Problem set:
1 – The Sylvia Plath passage below names the things that plagued Plath's marriage to Ted Hughes. List them all.
2 – Answer each question from the Sylvia Plath passage below.
(a) How old was Plath when her father died?
(b) What did Plath do in her suicide attempt after her junior year of college?
(c) What scholarship took Plath to England?
3 – Reproduce the Sylvia Plath passage below word for word, from "A precocious and" to "for psychiatric treatment.".

Reference no: EM133308818
Topic: Although literary critics disagree about whether or not-or to what extent-Sylvia Plath's poetry should be read as autobiographical, it seems important to know something about Plath's own struggles with depression, rage at patriarchal figures, and suicide before you read "Lady Lazarus."
Plath's father, German-born biology professor Otto Plath, died of undiagnosed diabetes when she was eight years old. For the rest of her life, Plath wrestled with her feelings of abandonment and anger as a result of the loss of her father. The family's finances were unstable after Otto's death, and some biographers feel that the precariousness of their situation produced a self-consciousness, insecurity, and anxiety that Plath tried to cover up as an adult but never really overcame.
A precocious and dedicated student, Plath was awarded a scholarship to Smith College, a prestigious women's school in Massachusetts. Although she was successful in her academic life there, Plath struggled with depression and anxiety. After her junior year of college, she attempted suicide by taking sleeping pills and crawling under her family's house. She was discovered and admitted to McLean Hospital for psychiatric treatment.
After making an apparent recovery, Plath finished her degree at Smith and earned a prestigious Fulbright scholarship to study and write poetry in England. At Cambridge, she met the English poet Ted Hughes. The two were married within a year, embarking on a relationship that would prove rocky and fraught with tension. Plath seemed, at times, to have understood her attraction to Hughes as an expression of her unresolved feelings about her dead father and to have perceived him as a stand-in for her father. The marriage was plagued by feelings of sexual jealousy, professional competition, different assumptions about gender roles, and financial problems. Unable to deal with Hughes's infidelity, Plath asked him to leave after six years of marriage.

Record extracts:
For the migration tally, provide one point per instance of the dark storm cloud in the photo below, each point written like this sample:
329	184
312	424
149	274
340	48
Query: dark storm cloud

Task-by-task solutions:
1 –
- Feelings of sexual jealousy
- Professional competition
- Different assumptions about gender roles
- Financial problems

2 –
(a) Eight years old.
(b) She took sleeping pills and crawled under her family's house.
(c) A Fulbright scholarship.

3 –
A precocious and dedicated student, Plath was awarded a scholarship to Smith College, a prestigious women's school in Massachusetts. Although she was successful in her academic life there, Plath struggled with depression and anxiety. After her junior year of college, she attempted suicide by taking sleeping pills and crawling under her family's house. She was discovered and admitted to McLean Hospital for psychiatric treatment.